**Problems**:
- a) In the passage on inflation and holding cash, at what level and in which month does the Monetary Policy Committee expect CPI inflation to peak?
- b) Continue the passage on inflation and holding cash from its last sentence.

**Document passage**:
========

Except that it then loses another 5% the following year.

Your £30,484 is now down to £28,959. You’ve now lost two-and-a-half grand through this stupid Inflation Plc investment.

Clearly you see what’s going on here. The idea of cash as safe and stable isn’t exactly true. When inflation is out of control and heading higher, you are losing money hand over fist if you’re holding on to cash.

Cash is not king as some would have you believe. Cash is a route to poverty.

The Bank’s crystal ball

The UK’s central bankers know this. But they don’t care about you.

The current inflation level of 3.1% is well above the Bank of England’s 2% target.

The last time inflation was below 2%, was in April 2021.

Central banks are here to provide monetary stability to their citizens. Or so they usually say. They know that the more money they create, the greater is the likelihood of inflation.

Of course, the Bank of England – like all central banks – does have tools with which to control inflation.

Take, for instance, the official interest rate that is set by the central bank (i.e. Bank Rate in the UK). A higher rate should encourage (or cause) commercial banks to increase rates that are offered to savers and borrowers. The incentive to save is increased, as is the cost of borrowing: this should put the brake on economic growth.

With inflation running hot, many commentators expected that the Bank of England’s Monetary Policy Committee (MPC) would increase Bank Rate. Instead, the rate remained unchanged.

As Exponential Investor noted on Thursday, Consumer Price Index (CPI) inflation in the UK is expected to rise from just under 4% in the year to October to 4.5% in the 12 months to November, and to remain at that level through the winter.

The MPC anticipates that CPI inflation will peak at about 5% in April next year – or at a level that is “materially higher” than had been expected in August.

Inflation should be just above the 2% target in two years’ time and just below the target in three years’ time – at the end of the MPC’s forecast period.

For the purpose of this edition of Exponential Investor, I’d highlight three things.

  • A lot of investments – including many bonds which are supposed to be safe and secure – will provide income that is negative in real terms: in practice, this means that the income yield is less than inflation (or, as noted above, about 4.5 – 5% per annum here in the UK).

========

**Given entries**:
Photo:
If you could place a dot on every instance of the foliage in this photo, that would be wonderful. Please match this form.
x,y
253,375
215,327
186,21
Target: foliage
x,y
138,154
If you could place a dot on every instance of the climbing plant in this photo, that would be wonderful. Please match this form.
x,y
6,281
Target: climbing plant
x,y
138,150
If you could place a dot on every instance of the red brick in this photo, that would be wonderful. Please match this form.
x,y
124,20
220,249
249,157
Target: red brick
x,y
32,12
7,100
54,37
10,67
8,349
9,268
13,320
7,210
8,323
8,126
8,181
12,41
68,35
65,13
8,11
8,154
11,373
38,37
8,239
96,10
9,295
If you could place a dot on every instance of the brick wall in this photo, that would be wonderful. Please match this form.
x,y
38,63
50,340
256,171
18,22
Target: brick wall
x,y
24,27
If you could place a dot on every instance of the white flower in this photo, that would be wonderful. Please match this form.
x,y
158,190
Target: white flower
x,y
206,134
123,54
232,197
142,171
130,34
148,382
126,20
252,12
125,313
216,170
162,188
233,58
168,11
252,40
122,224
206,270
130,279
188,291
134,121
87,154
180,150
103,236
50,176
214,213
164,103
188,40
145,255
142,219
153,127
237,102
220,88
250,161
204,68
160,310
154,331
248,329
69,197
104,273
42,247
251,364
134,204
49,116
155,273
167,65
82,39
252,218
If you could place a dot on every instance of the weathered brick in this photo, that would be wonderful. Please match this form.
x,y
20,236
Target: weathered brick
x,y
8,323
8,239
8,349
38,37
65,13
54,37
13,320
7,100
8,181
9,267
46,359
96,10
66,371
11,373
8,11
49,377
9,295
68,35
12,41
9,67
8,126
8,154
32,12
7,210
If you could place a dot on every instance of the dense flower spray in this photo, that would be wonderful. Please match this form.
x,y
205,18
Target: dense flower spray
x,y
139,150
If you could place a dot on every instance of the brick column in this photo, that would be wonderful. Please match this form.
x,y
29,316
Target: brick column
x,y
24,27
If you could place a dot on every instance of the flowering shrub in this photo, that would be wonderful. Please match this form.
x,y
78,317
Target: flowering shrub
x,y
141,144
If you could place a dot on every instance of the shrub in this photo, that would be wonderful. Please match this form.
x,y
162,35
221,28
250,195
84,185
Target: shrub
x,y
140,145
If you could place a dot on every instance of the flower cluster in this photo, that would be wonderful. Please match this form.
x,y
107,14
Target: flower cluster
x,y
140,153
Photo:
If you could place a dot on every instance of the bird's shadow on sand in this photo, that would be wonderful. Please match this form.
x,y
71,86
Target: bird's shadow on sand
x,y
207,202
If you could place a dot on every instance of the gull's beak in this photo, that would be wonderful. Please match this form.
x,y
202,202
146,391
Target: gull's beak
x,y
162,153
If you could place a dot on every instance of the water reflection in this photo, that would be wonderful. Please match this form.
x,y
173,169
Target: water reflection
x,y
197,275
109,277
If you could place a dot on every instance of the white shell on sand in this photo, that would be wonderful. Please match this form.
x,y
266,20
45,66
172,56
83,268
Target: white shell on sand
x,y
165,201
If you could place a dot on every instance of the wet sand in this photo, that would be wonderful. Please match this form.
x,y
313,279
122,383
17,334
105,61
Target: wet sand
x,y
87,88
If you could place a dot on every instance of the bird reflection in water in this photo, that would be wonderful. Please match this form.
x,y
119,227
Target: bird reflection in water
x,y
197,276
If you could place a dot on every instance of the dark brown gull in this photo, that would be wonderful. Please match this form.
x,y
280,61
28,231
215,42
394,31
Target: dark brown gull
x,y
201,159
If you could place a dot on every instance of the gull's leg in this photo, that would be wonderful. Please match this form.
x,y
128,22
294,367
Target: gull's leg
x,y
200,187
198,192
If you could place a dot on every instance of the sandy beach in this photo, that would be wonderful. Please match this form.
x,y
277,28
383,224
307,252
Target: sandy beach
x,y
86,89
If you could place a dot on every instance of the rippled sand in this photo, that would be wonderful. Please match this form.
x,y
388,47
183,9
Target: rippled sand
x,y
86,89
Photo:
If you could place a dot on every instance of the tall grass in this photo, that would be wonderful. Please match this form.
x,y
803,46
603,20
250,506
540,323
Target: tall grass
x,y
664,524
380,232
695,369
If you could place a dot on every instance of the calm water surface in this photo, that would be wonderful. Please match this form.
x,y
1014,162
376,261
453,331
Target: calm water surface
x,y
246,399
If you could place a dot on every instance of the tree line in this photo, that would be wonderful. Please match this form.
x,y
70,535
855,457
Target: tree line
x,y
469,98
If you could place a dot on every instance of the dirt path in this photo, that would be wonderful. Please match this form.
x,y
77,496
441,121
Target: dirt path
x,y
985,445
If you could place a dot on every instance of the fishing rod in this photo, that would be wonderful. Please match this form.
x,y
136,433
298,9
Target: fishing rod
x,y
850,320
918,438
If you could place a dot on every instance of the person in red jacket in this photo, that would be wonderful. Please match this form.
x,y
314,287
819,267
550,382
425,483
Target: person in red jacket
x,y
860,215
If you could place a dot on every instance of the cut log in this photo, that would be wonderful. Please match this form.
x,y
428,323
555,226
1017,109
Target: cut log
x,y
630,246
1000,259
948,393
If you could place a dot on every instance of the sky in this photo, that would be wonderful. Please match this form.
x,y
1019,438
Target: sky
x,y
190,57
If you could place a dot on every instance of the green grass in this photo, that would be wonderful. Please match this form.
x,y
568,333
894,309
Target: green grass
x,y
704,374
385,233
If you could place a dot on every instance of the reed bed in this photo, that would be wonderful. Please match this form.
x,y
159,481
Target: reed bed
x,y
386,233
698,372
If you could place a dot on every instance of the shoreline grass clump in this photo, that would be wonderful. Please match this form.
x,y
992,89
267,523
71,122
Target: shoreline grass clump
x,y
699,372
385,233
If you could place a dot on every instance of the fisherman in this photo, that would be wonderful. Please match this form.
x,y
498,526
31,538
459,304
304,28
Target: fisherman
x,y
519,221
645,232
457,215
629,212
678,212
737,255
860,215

========

**Answers to the exercises**:
- a) About 5%, in April next year.

- b)
  • Assuming that the MPC’s forecasting crystal ball is correct (which is something that cannot be taken for granted), an investment in Inflation plc will continue to lose value quite steadily.
  • Inflation plc will be a very disappointing investment if rises in the CPI are higher than currently anticipated by the MPC.

The big question

So, where should you invest in order to ensure that inflation does not make you poorer?

Well, cryptocurrencies are one possibility.

As we have seen in previous editions of Exponential Investor, even the largest, traditional finance (tradFi) based conglomerates such as MasterCard are becoming involved in the crypto world.

Bitcoin’s price is currently flirting with all-time highs ($68,521.20) at the time of writing.

Further gains may come as investors realise what are the opportunities from the Taproot upgrade of bitcoin’s network over the weekend.

The upgrade will likely improve the efficiency, privacy and smart contract capabilities on the bitcoin network, transforming it for the better.

Stocks that currently (or potentially) pay dividends and whose fortunes are not closely linked to those of the UK economy are another (and, relative to crypto, at least) far less volatile option.

As pointed out by recent editions of Exponential Investor – and other Southbank Investment Research publications – which have discussed the COP26 conference in Glasgow, such stocks include many companies that are, in some way, involved with green energy.

Optimism about the implications of COP26 and the new infrastructure bill in the United States could explain the jump in the price of iShares Global Clean Energy exchange-traded fund (ETF) This fund tracks the performance of 100 leading clean energy-related companies: its price rose almost 20% between 1 October and 1 November 2021.

Another is opportunity is “hard” assets which have a solid track record of maintaining their real value at times of high inflation. These assets include gold and other precious metals. They also include many types of property investments. Some base metals and other commodities also have the scope to perform well in an environment of inflation and (often) patchy economic growth.

Other alternatives are, well, the alternatives. These are things like collectables, fine art, fine wine and other things that are rare and – to connoisseurs, at least – very valuable. Perhaps non-fungible tokens (NFTs) – a corner of the crypto world which has seen an extraordinary boom in the recent past – should be included in this group.  

In the meantime, an investment in cash remains an investment in Inflation Plc.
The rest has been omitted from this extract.